Rewrite the listing below, changing each "Target" to "Label" and leaving every other character as it is.
____________________
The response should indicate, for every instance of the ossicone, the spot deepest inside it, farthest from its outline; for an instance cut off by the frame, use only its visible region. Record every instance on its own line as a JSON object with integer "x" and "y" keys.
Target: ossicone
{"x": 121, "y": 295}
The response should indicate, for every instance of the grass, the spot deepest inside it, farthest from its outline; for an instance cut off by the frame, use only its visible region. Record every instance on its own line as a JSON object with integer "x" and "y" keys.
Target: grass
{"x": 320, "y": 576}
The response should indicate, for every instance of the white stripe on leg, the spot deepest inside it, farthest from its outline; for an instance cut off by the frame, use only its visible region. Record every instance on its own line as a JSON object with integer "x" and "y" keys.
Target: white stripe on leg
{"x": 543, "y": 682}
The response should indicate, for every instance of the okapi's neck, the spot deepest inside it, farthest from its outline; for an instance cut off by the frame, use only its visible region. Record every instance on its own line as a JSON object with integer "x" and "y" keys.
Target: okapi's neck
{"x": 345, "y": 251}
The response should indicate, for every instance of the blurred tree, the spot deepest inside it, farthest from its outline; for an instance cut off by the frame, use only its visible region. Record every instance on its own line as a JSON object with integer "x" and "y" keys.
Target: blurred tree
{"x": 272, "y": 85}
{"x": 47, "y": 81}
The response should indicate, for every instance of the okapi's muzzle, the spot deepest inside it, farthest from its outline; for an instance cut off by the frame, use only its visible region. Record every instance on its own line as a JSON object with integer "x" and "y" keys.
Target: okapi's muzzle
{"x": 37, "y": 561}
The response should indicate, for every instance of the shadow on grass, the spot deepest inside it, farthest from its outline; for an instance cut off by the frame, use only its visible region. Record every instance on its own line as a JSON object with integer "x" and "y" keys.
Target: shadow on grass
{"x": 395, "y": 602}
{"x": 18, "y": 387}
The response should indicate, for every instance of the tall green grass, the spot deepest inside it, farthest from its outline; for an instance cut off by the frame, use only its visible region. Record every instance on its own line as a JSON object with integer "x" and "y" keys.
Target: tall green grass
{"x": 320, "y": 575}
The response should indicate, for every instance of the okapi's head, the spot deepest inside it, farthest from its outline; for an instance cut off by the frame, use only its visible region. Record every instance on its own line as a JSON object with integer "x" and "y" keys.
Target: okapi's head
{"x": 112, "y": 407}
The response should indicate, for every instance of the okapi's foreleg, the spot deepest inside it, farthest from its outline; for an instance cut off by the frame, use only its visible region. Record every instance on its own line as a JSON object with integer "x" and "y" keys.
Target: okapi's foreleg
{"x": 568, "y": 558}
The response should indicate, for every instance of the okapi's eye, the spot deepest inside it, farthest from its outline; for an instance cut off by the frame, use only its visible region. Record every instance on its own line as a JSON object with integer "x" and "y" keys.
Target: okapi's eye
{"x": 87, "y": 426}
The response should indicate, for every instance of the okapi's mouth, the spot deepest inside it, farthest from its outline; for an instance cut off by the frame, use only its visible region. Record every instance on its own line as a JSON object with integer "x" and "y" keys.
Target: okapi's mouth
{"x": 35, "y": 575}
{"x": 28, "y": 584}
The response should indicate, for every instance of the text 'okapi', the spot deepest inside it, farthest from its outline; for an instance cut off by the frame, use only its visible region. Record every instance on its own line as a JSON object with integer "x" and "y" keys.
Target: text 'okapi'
____________________
▶ _Output for this task_:
The response should indicate, for every instance of the ossicone, the spot deepest inside it, farthest from its outline; for an instance cut off by the frame, use only its visible region. Record every instance on its own line as a JSON object with integer "x" and "y" keys.
Label: ossicone
{"x": 121, "y": 295}
The response should indicate, for every instance of the grass, the spot deepest inside it, farthest from its outline; for an instance cut off by the frame, use only its visible region. Record every instance on its own line as a JSON object with integer "x" and "y" keys.
Label: grass
{"x": 320, "y": 576}
The response should indicate, for every instance of the white stripe on leg, the spot deepest inside it, farthest from its outline; for an instance cut off by the frame, use only its visible region. Record every instance on its own line as a JSON object with integer "x" and "y" keys.
Label: white stripe on leg
{"x": 543, "y": 682}
The response should indicate, for every instance of the okapi's neck, the spot deepest inside it, farthest from its outline; for an instance cut off by the frame, use only its visible region. Record every instance on its own line as a JSON object with integer "x" and "y" keys.
Label: okapi's neck
{"x": 345, "y": 251}
The response should indicate, for every instance of the blurred tree, the spot deepest inside it, farthest from its outline; for an instance cut off by the frame, use only its visible region. Record every instance on its own line as a JSON object with integer "x" and "y" keys.
Label: blurred tree
{"x": 272, "y": 85}
{"x": 47, "y": 81}
The response should indicate, for every instance of the okapi's muzzle, the spot deepest inside it, farthest from its outline; for an instance cut off by the frame, use only its visible region. Record every instance on its own line as a JSON object with integer "x" and "y" keys.
Label: okapi's muzzle
{"x": 37, "y": 561}
The response should indicate, for every instance of the shadow on grass, the spot deepest inside it, farthest from its outline; for an instance cut off by the frame, use only its visible region. Record every instance on its own line as a JSON object with integer "x" and "y" keys.
Label: shadow on grass
{"x": 395, "y": 602}
{"x": 18, "y": 387}
The response should indicate, for every instance of the tall green grass, the spot deepest inside it, farthest from its outline; for an instance cut off by the frame, use only its visible region. Record every instance on its own line as a JSON object with integer "x" and "y" keys.
Label: tall green grass
{"x": 320, "y": 575}
The response should indicate, for every instance of the okapi's head, the spot deepest inside it, farthest from its outline; for an instance cut off by the frame, use only its visible region. Record every instance on its own line as a JSON object with integer "x" and "y" keys.
Label: okapi's head
{"x": 112, "y": 407}
The response should indicate, for every instance of the okapi's foreleg, the spot deepest inside it, farthest from its outline; for an instance cut off by the frame, use only its visible region. Record every instance on its own line as a JSON object with integer "x" and "y" keys.
Label: okapi's foreleg
{"x": 568, "y": 558}
The response should indicate, for every instance of the okapi's eye, the spot deepest inside it, farthest from its outline; for an instance cut off by the frame, use only its visible region. Record every instance on its own line as a JSON object with integer "x" and "y" keys.
Label: okapi's eye
{"x": 87, "y": 426}
The response should indicate, for every instance of the okapi's mouth, the spot deepest inside it, farthest from its outline; for an instance cut off by the frame, use only its visible region. Record every instance on its own line as a JSON object with integer "x" and "y" keys.
Label: okapi's mouth
{"x": 35, "y": 575}
{"x": 28, "y": 584}
The response should indicate, for every instance of the text 'okapi', the spot deepest inside it, farthest from its outline; for an instance cut off by the frame, use only its visible region. Record every instance on its own line as a JSON object with integer "x" and "y" keys.
Label: text 'okapi'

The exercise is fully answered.